▶ **Request**:
Please pull out each line in the items below that contains the word "roof", copying every such line in full.

#####

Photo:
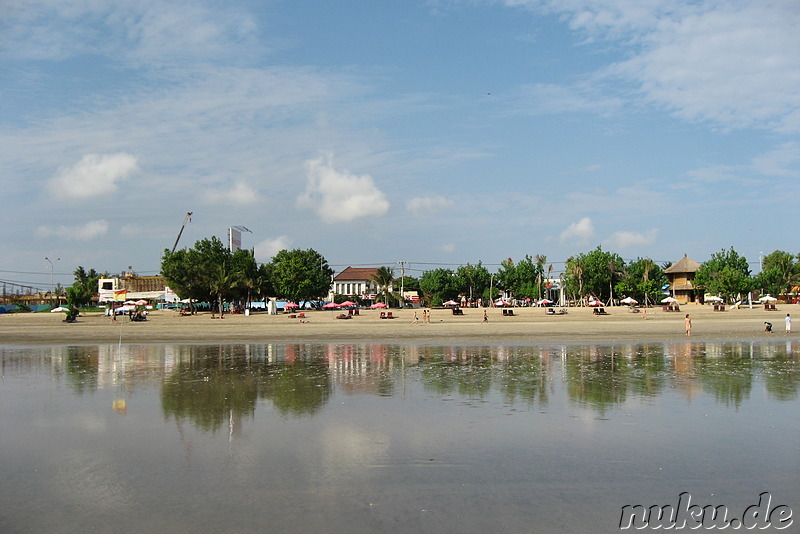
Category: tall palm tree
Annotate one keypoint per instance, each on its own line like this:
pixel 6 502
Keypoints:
pixel 220 282
pixel 575 271
pixel 383 279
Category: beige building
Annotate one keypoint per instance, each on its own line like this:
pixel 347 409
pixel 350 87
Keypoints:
pixel 681 279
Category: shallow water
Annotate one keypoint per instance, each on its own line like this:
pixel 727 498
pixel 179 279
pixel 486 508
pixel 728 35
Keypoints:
pixel 391 438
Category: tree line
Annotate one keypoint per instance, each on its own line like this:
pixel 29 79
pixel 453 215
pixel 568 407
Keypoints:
pixel 210 272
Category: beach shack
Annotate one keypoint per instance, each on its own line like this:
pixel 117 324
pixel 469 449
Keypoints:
pixel 681 279
pixel 355 282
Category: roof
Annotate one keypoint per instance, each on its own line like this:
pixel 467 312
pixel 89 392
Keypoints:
pixel 685 265
pixel 356 273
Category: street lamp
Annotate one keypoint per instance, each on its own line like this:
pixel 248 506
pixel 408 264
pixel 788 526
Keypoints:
pixel 51 276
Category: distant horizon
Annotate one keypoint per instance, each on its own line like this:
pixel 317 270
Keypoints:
pixel 542 127
pixel 340 267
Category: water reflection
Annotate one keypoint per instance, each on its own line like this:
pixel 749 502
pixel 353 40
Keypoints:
pixel 209 385
pixel 372 437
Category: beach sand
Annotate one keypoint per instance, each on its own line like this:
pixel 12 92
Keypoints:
pixel 528 326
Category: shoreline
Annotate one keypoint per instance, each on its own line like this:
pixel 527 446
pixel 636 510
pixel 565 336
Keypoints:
pixel 528 326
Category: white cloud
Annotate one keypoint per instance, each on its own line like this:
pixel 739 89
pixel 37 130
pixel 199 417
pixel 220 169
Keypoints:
pixel 338 196
pixel 84 232
pixel 94 175
pixel 626 239
pixel 146 31
pixel 783 161
pixel 580 232
pixel 238 194
pixel 423 206
pixel 266 249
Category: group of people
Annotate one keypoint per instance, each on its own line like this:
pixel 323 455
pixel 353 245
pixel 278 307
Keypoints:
pixel 787 320
pixel 767 325
pixel 426 316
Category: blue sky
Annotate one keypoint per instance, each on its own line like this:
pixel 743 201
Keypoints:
pixel 434 132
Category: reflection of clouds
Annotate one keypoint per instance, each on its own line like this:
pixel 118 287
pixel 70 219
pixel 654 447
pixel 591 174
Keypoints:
pixel 347 449
pixel 90 482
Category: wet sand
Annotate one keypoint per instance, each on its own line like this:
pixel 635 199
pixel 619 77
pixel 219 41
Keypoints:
pixel 527 326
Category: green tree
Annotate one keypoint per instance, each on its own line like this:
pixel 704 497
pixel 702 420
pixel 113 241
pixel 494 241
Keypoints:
pixel 472 280
pixel 726 273
pixel 300 275
pixel 642 280
pixel 780 271
pixel 190 272
pixel 438 286
pixel 599 272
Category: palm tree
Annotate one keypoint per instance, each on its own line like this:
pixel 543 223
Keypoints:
pixel 383 279
pixel 575 271
pixel 220 282
pixel 647 265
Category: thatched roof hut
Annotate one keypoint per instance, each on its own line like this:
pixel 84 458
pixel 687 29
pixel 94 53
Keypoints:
pixel 681 279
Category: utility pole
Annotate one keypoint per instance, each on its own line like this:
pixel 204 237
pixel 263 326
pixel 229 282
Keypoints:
pixel 402 282
pixel 51 277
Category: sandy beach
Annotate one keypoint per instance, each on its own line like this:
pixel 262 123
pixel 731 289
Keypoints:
pixel 527 326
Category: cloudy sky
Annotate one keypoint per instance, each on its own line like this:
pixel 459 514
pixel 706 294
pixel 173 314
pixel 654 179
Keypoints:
pixel 435 132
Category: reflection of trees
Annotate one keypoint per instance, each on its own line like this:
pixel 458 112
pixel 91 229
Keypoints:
pixel 729 377
pixel 600 377
pixel 216 383
pixel 474 372
pixel 598 381
pixel 298 389
pixel 782 377
pixel 82 367
pixel 525 379
pixel 208 390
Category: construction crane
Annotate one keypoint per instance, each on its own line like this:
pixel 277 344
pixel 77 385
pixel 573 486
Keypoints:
pixel 187 219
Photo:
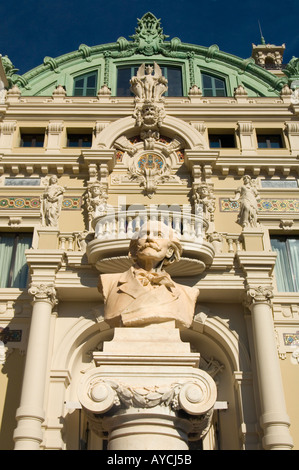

#####

▶ **Task solution**:
Category: roof
Category: thatched roof hut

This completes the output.